▶ **Document section**:
+-------+
Parents should avoid having children too close together, after a study found that babies conceived within 12 months of the birth of a sibling were more likely to be autistic.

Youngsters were 150 per cent more likely to be diagnosed with autism if they were conceived less than a year after their mothers had given birth compared with those born later.

The safest period of conception was found to be between two and five years where there was no extra risk.

But after a five year interval the chance of autism rose again by 30 per cent and a ten year gap increased the risk by 40 per cent.

“This study provides further evidence that environmental factors occurring during or near the prenatal period play a role in autism, a serious and disabling condition that afflicts millions of individuals and that is increasing in prevalence,” said senior author of the study, Dr Alan Brown of Columbia University.

The team claim it is unclear whether the rise in risk is directly caused by the gap, or if other factors which lead to mothers having children more quickly are driving the problem.
+-------+
▶ **Available data**:
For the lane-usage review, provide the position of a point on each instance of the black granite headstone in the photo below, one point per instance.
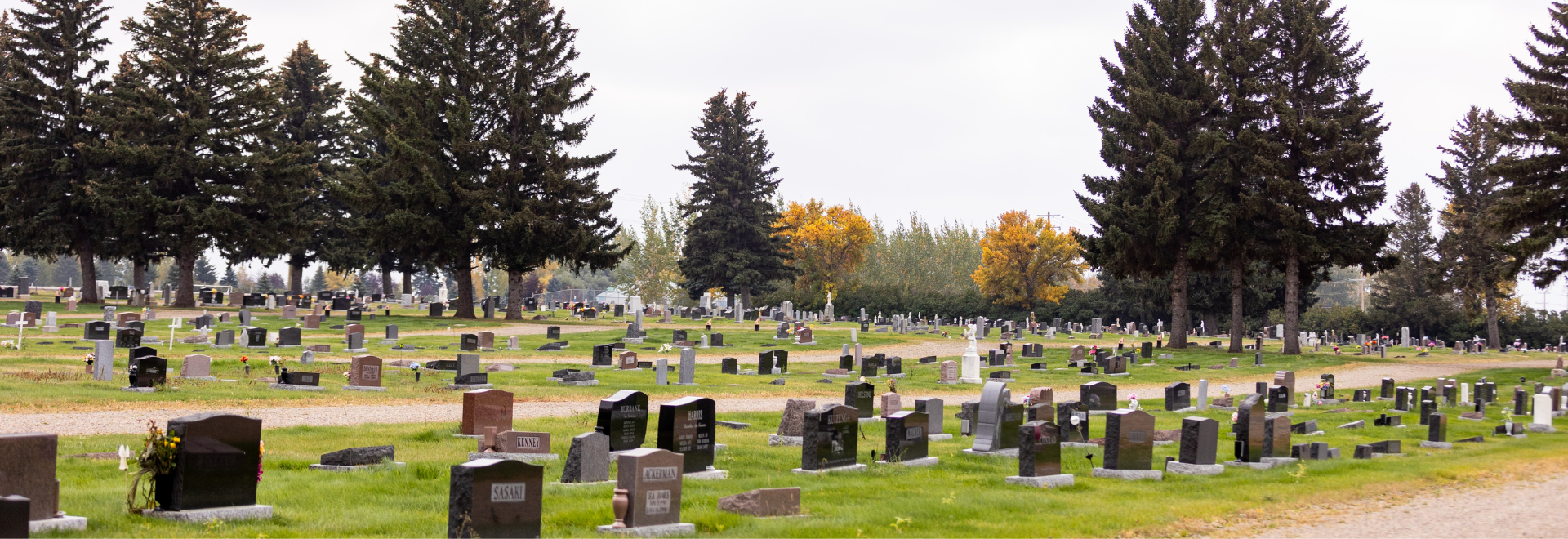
+-------+
▶ **What you will do**: From the article on birth spacing and autism above, set down the passage starting with "Parents should avoid" and going on through "those born later.", word for word.

▶ **Answer to the problem**:
Parents should avoid having children too close together, after a study found that babies conceived within 12 months of the birth of a sibling were more likely to be autistic.

Youngsters were 150 per cent more likely to be diagnosed with autism if they were conceived less than a year after their mothers had given birth compared with those born later.